__Exercise instructions__.
Reproduce the entire listing below line for line, without changing a single character.

__Data provided__.
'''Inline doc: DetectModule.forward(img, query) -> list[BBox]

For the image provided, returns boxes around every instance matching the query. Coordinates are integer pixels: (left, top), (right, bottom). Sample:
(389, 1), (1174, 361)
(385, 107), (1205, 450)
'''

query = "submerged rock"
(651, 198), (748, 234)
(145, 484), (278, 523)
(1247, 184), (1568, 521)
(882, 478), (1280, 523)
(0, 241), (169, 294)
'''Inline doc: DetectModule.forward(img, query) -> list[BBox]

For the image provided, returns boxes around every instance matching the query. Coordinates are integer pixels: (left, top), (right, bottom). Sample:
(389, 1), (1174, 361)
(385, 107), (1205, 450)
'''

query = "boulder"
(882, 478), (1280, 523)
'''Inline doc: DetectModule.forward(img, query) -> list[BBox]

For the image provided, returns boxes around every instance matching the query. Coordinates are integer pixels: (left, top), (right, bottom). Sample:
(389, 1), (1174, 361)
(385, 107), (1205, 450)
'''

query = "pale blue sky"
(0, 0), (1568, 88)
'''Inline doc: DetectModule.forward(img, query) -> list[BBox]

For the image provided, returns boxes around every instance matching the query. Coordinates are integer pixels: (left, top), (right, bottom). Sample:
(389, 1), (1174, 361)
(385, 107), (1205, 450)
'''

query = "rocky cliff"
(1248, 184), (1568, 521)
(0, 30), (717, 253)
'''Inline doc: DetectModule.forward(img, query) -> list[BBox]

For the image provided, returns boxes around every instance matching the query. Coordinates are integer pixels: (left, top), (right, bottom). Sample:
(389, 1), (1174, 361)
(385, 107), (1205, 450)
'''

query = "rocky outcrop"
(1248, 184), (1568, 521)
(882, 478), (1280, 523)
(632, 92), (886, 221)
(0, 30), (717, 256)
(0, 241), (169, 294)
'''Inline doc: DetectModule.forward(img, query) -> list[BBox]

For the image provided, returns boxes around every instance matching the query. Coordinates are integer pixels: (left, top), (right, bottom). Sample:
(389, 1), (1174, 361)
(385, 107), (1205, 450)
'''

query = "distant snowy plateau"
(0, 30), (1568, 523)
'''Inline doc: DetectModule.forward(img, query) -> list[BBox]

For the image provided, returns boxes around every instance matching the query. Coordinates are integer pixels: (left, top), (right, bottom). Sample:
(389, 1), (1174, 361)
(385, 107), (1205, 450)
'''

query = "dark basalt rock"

__Response to this exercise__.
'''Inline doc: DetectModule.forward(img, query) -> list[BBox]

For the image provided, returns boxes around every instance matching the query. Coordinates are integer pixels: (left, top), (right, bottom). Sample:
(389, 1), (1174, 361)
(385, 107), (1205, 450)
'''

query = "submerged rock"
(651, 198), (748, 234)
(145, 484), (278, 523)
(1247, 184), (1568, 521)
(882, 478), (1280, 523)
(0, 241), (169, 294)
'''Inline doc: DetectModule.forward(img, query) -> list[BBox]

For the image provided, returns boxes around every instance matching the query. Coordinates are integer pixels: (left, top), (right, bottom). Sample:
(389, 1), (1174, 361)
(385, 107), (1205, 450)
'''

query = "boulder"
(882, 478), (1280, 523)
'''Inline doc: DetectModule.forward(img, query) -> list[BBox]

For the image provided, returns boxes around every instance matching the query. Coordinates are integer pixels: (left, top), (right, bottom). Sample:
(389, 1), (1174, 361)
(385, 107), (1205, 450)
'''

query = "pale blue sky"
(0, 0), (1568, 88)
'''Inline doc: DetectModule.forward(img, query) -> list[BBox]

For the image provided, returns boxes around every instance matching the query. Coordinates are integer pixels: (left, top), (right, bottom). Sample:
(389, 1), (1174, 361)
(385, 107), (1205, 450)
'''

query = "rocky cliff"
(1248, 184), (1568, 521)
(0, 30), (717, 253)
'''Inline doc: DetectModule.forward(img, query) -> list[BBox]

For the image provided, returns boxes around every instance matching the query. Coordinates are integer pixels: (left, top), (right, bottom). Sample:
(389, 1), (1174, 361)
(385, 107), (1205, 450)
'''

query = "rocky outcrop"
(1248, 184), (1568, 521)
(882, 478), (1280, 523)
(632, 92), (886, 221)
(0, 30), (717, 256)
(0, 241), (169, 294)
'''Inline doc: DetectModule.forward(img, query) -> list[BBox]

For the image provided, returns boxes around every instance matching the query. Coordinates are integer pixels: (left, top), (right, bottom). Sample:
(389, 1), (1174, 361)
(385, 107), (1205, 450)
'''

query = "distant snowy plateau"
(0, 30), (1568, 523)
'''Inline doc: DetectModule.forward(img, query) -> list[BBox]

For the image provided, returns boxes around every instance matching the query. Coordinates are integer pixels: (left, top), (right, bottom). Sample:
(389, 1), (1174, 361)
(385, 107), (1205, 450)
'''

query = "dark basalt rock"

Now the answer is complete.